MATERIAL SUPPLIED.

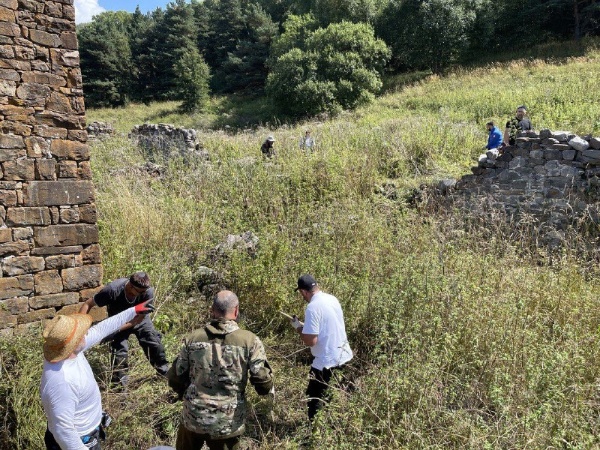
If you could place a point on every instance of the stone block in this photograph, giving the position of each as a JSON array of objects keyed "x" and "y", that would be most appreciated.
[
  {"x": 552, "y": 154},
  {"x": 55, "y": 193},
  {"x": 37, "y": 315},
  {"x": 84, "y": 277},
  {"x": 18, "y": 305},
  {"x": 21, "y": 265},
  {"x": 28, "y": 216},
  {"x": 92, "y": 254},
  {"x": 10, "y": 141},
  {"x": 16, "y": 286},
  {"x": 60, "y": 262},
  {"x": 11, "y": 154},
  {"x": 50, "y": 132},
  {"x": 70, "y": 150},
  {"x": 51, "y": 251},
  {"x": 54, "y": 300},
  {"x": 68, "y": 169},
  {"x": 66, "y": 235},
  {"x": 5, "y": 235},
  {"x": 22, "y": 233},
  {"x": 68, "y": 40},
  {"x": 14, "y": 248},
  {"x": 8, "y": 198},
  {"x": 86, "y": 294},
  {"x": 45, "y": 169},
  {"x": 85, "y": 170},
  {"x": 47, "y": 282},
  {"x": 21, "y": 169},
  {"x": 44, "y": 78},
  {"x": 69, "y": 215},
  {"x": 88, "y": 214},
  {"x": 33, "y": 93}
]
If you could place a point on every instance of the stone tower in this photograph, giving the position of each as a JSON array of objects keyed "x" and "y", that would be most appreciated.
[{"x": 49, "y": 252}]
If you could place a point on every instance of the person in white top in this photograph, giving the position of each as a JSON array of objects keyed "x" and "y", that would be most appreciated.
[
  {"x": 307, "y": 142},
  {"x": 70, "y": 394},
  {"x": 324, "y": 332}
]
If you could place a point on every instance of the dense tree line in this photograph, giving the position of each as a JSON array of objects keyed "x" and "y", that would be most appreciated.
[{"x": 309, "y": 55}]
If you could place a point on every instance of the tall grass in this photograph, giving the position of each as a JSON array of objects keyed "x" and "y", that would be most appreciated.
[{"x": 467, "y": 334}]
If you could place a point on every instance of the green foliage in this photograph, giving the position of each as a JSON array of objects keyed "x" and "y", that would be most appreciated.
[
  {"x": 194, "y": 76},
  {"x": 336, "y": 68},
  {"x": 106, "y": 59}
]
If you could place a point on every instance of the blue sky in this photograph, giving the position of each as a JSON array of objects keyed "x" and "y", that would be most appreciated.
[{"x": 86, "y": 9}]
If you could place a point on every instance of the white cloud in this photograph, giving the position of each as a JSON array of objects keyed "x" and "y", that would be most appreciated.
[{"x": 86, "y": 9}]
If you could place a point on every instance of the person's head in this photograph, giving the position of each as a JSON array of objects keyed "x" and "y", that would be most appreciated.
[
  {"x": 225, "y": 306},
  {"x": 137, "y": 285},
  {"x": 307, "y": 286},
  {"x": 64, "y": 334},
  {"x": 521, "y": 112}
]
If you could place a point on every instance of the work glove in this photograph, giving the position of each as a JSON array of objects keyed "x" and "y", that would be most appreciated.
[
  {"x": 144, "y": 308},
  {"x": 296, "y": 322}
]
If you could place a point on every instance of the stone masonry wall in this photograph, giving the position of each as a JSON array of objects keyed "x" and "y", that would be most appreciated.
[
  {"x": 49, "y": 252},
  {"x": 547, "y": 175}
]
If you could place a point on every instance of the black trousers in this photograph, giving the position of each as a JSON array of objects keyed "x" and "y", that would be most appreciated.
[
  {"x": 93, "y": 443},
  {"x": 150, "y": 342},
  {"x": 318, "y": 387}
]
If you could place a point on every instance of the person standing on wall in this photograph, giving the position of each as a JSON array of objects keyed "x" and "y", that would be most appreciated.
[
  {"x": 117, "y": 296},
  {"x": 515, "y": 125},
  {"x": 324, "y": 332}
]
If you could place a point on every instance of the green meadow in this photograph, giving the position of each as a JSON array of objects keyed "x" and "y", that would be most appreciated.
[{"x": 466, "y": 335}]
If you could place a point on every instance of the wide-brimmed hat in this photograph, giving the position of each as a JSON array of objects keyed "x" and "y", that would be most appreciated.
[{"x": 63, "y": 334}]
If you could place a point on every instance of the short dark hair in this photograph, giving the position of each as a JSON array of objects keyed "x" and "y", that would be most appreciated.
[
  {"x": 224, "y": 302},
  {"x": 140, "y": 280}
]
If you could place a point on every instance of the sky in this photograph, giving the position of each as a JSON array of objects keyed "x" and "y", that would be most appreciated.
[{"x": 86, "y": 9}]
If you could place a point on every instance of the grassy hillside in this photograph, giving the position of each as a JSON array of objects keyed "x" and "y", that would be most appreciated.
[{"x": 465, "y": 337}]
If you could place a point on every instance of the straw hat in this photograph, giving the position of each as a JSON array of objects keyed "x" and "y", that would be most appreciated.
[{"x": 63, "y": 334}]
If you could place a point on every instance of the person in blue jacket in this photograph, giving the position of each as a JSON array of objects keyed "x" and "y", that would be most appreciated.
[{"x": 495, "y": 137}]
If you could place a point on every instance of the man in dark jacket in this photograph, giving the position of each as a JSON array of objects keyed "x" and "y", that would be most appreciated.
[
  {"x": 117, "y": 296},
  {"x": 515, "y": 125},
  {"x": 211, "y": 373}
]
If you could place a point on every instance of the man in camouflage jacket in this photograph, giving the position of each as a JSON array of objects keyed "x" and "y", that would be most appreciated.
[{"x": 211, "y": 373}]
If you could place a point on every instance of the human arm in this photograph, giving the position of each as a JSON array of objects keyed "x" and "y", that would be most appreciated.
[
  {"x": 261, "y": 375},
  {"x": 59, "y": 402}
]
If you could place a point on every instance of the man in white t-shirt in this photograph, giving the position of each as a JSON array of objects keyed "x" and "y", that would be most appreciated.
[
  {"x": 70, "y": 394},
  {"x": 324, "y": 332}
]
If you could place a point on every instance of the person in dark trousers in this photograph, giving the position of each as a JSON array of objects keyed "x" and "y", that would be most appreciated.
[
  {"x": 267, "y": 148},
  {"x": 324, "y": 332},
  {"x": 515, "y": 125},
  {"x": 117, "y": 296}
]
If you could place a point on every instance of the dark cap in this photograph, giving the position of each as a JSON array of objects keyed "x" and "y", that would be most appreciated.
[{"x": 306, "y": 282}]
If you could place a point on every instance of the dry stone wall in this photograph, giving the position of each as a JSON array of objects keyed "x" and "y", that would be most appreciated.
[
  {"x": 548, "y": 175},
  {"x": 49, "y": 252}
]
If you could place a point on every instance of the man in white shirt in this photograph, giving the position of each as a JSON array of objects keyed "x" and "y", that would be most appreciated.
[
  {"x": 70, "y": 394},
  {"x": 324, "y": 332}
]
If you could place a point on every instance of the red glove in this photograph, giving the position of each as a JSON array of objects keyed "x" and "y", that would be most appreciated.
[{"x": 144, "y": 308}]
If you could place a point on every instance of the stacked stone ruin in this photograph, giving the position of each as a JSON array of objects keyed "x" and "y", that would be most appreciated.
[
  {"x": 49, "y": 252},
  {"x": 547, "y": 175}
]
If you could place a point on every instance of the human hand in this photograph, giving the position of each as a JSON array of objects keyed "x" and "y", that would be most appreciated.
[
  {"x": 296, "y": 322},
  {"x": 144, "y": 308}
]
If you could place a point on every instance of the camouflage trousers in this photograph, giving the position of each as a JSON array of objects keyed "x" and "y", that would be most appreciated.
[{"x": 188, "y": 440}]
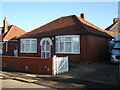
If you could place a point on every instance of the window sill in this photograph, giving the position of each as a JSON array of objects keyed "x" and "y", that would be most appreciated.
[
  {"x": 67, "y": 53},
  {"x": 28, "y": 52}
]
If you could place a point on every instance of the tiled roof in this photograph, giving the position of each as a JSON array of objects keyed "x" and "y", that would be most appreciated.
[
  {"x": 66, "y": 25},
  {"x": 13, "y": 33}
]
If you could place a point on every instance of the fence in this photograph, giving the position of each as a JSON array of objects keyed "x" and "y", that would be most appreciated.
[
  {"x": 55, "y": 65},
  {"x": 60, "y": 65}
]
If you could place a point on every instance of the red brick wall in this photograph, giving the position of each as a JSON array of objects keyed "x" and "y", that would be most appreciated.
[
  {"x": 92, "y": 49},
  {"x": 34, "y": 64},
  {"x": 97, "y": 49},
  {"x": 11, "y": 46}
]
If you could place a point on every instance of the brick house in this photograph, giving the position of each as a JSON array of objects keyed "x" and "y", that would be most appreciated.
[
  {"x": 115, "y": 26},
  {"x": 8, "y": 35},
  {"x": 70, "y": 36}
]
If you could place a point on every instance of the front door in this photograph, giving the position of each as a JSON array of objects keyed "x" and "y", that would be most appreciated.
[
  {"x": 1, "y": 47},
  {"x": 45, "y": 49}
]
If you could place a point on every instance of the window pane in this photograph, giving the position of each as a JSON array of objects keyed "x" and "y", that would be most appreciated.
[
  {"x": 61, "y": 47},
  {"x": 47, "y": 55},
  {"x": 33, "y": 45},
  {"x": 61, "y": 39},
  {"x": 0, "y": 46},
  {"x": 28, "y": 45},
  {"x": 75, "y": 39},
  {"x": 68, "y": 39},
  {"x": 76, "y": 44},
  {"x": 43, "y": 54},
  {"x": 68, "y": 47},
  {"x": 47, "y": 46}
]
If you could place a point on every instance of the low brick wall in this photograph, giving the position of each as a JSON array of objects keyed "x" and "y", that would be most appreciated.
[{"x": 27, "y": 64}]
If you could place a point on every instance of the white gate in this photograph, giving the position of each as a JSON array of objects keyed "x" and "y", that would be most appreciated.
[
  {"x": 15, "y": 52},
  {"x": 60, "y": 64}
]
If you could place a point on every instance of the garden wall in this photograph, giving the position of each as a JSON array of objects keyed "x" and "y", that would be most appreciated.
[{"x": 28, "y": 64}]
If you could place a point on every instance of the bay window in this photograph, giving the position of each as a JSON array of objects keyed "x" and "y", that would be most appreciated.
[
  {"x": 68, "y": 44},
  {"x": 28, "y": 45}
]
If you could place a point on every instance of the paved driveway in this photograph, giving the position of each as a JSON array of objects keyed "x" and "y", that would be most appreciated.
[{"x": 103, "y": 72}]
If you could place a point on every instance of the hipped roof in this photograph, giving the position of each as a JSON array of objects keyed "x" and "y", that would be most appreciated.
[{"x": 67, "y": 25}]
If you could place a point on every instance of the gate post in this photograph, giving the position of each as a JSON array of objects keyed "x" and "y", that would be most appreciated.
[{"x": 54, "y": 65}]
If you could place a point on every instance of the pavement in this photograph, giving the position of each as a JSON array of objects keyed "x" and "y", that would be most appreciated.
[{"x": 98, "y": 75}]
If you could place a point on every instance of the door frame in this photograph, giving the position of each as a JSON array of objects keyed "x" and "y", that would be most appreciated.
[{"x": 41, "y": 42}]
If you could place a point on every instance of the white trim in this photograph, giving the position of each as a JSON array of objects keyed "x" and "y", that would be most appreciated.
[
  {"x": 11, "y": 40},
  {"x": 41, "y": 42},
  {"x": 48, "y": 39},
  {"x": 64, "y": 41},
  {"x": 6, "y": 46},
  {"x": 30, "y": 39}
]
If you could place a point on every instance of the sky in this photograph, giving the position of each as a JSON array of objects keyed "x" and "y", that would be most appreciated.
[{"x": 31, "y": 15}]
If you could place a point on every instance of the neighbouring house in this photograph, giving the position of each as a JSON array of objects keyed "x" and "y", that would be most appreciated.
[
  {"x": 70, "y": 36},
  {"x": 115, "y": 27},
  {"x": 8, "y": 35}
]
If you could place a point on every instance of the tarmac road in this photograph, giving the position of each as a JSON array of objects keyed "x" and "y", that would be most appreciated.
[{"x": 8, "y": 83}]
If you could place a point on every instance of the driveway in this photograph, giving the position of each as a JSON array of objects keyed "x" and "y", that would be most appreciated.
[
  {"x": 103, "y": 72},
  {"x": 97, "y": 75}
]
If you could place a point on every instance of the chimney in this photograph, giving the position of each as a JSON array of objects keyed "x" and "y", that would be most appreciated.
[
  {"x": 115, "y": 20},
  {"x": 83, "y": 15},
  {"x": 5, "y": 25}
]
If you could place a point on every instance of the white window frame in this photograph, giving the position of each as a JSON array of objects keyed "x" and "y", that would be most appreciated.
[
  {"x": 41, "y": 42},
  {"x": 64, "y": 36},
  {"x": 21, "y": 51}
]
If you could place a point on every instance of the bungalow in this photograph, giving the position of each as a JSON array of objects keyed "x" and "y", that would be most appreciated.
[
  {"x": 70, "y": 36},
  {"x": 8, "y": 35}
]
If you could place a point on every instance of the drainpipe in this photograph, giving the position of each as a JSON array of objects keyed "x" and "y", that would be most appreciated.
[{"x": 6, "y": 46}]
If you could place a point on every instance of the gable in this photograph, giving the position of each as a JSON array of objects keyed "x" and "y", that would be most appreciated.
[
  {"x": 13, "y": 33},
  {"x": 66, "y": 25}
]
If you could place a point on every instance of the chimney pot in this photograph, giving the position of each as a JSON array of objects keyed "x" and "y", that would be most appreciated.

THE PROBLEM.
A verbatim transcription is required of the lines from the one with "of the gable" through the final line of the entries above, and of nothing else.

TASK SOLUTION.
If you could place a point on every instance of the gable in this photograph, giving the position of each as a JSON array of objects keyed "x" and "y", that would be most appreciated.
[
  {"x": 13, "y": 33},
  {"x": 66, "y": 25}
]
If you could place a point on every instance of the chimney pot in this photograph, giving the position of each as a JSON array of objects keyed "x" and "y", that would be most appreciated.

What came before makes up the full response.